- DIRECTIONS FOR THIS TASK:
Return every line from the records below in which the word "positive" is found.

- EXTRACTED DATA:
━━━━━━━━━━━━━━━━━━━━━━━━━━━━━━

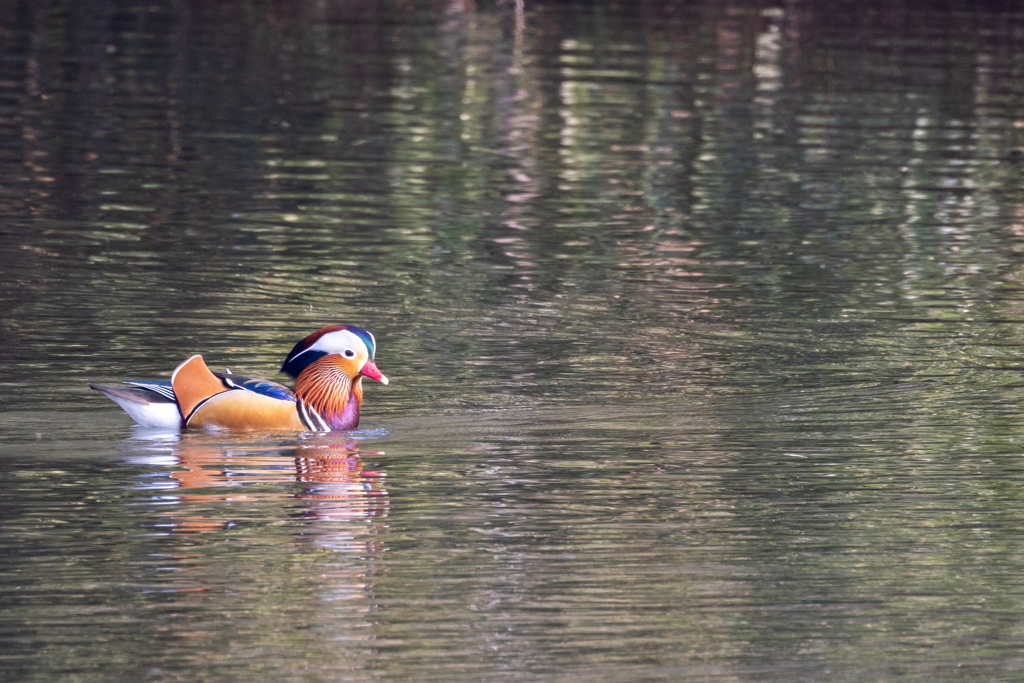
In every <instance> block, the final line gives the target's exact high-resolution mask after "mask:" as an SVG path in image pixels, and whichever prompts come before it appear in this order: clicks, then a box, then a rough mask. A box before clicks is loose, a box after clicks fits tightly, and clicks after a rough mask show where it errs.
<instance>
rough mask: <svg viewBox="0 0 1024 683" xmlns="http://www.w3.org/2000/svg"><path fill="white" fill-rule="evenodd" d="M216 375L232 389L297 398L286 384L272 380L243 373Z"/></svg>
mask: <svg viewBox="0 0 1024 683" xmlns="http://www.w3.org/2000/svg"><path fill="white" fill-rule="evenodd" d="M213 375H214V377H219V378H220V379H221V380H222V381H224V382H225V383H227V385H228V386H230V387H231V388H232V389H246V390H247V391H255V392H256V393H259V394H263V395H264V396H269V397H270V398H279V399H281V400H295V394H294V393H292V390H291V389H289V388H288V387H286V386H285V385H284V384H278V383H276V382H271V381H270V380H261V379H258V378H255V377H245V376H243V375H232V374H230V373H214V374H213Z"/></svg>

━━━━━━━━━━━━━━━━━━━━━━━━━━━━━━

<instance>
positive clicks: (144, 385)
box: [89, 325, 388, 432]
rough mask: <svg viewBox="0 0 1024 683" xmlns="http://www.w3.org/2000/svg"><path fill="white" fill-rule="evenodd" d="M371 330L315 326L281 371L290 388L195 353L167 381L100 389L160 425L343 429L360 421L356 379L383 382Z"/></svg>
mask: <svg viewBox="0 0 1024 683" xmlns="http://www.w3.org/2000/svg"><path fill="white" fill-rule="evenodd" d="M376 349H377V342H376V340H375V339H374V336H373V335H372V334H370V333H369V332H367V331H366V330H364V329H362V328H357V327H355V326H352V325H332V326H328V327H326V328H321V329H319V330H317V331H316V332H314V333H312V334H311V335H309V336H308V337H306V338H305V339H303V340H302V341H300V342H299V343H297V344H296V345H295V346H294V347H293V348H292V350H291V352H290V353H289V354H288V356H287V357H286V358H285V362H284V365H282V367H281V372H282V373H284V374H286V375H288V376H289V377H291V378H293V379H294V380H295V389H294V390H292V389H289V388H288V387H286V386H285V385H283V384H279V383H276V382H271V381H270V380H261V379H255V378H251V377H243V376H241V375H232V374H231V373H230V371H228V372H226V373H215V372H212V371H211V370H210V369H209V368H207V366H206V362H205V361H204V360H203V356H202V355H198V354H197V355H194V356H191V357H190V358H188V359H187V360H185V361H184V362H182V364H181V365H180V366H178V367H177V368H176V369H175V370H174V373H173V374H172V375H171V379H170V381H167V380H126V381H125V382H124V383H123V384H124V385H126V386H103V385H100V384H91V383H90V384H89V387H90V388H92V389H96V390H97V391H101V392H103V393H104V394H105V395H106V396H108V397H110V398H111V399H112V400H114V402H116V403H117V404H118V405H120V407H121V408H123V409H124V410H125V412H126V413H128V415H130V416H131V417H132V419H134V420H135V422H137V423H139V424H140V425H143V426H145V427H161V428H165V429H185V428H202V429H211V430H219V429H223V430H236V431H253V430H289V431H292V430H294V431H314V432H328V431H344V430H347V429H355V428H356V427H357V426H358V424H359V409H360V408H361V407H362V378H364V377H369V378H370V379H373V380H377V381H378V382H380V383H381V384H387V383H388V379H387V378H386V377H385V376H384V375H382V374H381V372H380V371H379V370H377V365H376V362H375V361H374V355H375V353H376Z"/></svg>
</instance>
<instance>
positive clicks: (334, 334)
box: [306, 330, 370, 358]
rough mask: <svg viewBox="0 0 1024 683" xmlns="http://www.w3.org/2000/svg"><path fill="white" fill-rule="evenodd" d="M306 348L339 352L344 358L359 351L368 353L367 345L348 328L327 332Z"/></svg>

━━━━━━━━━━━━━━━━━━━━━━━━━━━━━━

- RESPONSE:
positive clicks: (144, 385)
positive clicks: (334, 334)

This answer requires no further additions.